## Directions for this task
Answer these questions from the album review below, one answer per line, numbered to match.
1. How many stars does the reviewer give the album?
2. How long after the debut EP did the album arrive?
3. Which song does the reviewer point to for its complex introduction?

## Text shown
Review by kev rowland
Special Collaborator Crossover Prog Team

4 stars Just one short year after the debut EP, and the band were back with a full-length album of all-new material. The line-up was the same as before, and they had even managed to lift their music a notch, as the listener is dragged straight in with the a capella opening: from there on it just gets even more intense and exciting. It is rare to hear music this complex, invigorating and exciting that is also incredibly commercial. They mix rock and metal with prog, jazz and fusion, not bothering to worry about whether the music fits within any particular genre and not only breaks through preconceived boundaries but smashes them to pieces. This is progressive rock in its very truest sense, with every note and nuance having its place. They combine together far tighter than any band of this size should ever be able to do, and if you don't believe me then listen to the complex introduction of "Feed The Horses": that the song then becomes a Seventies funky pop classic before moving into something else just proves the point.

## Data supplied
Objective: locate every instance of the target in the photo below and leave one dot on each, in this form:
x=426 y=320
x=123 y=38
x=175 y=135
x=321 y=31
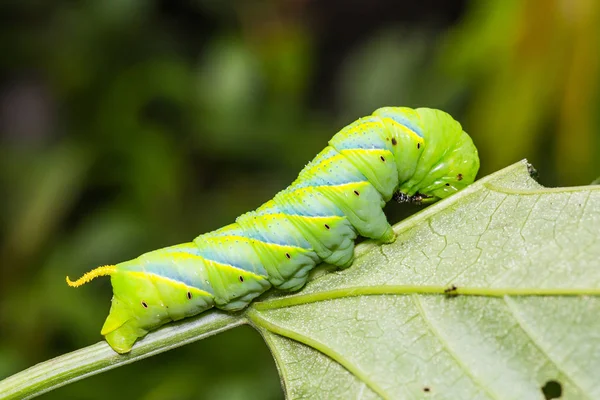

## Result of this exercise
1. 4 stars
2. One year
3. "Feed The Horses"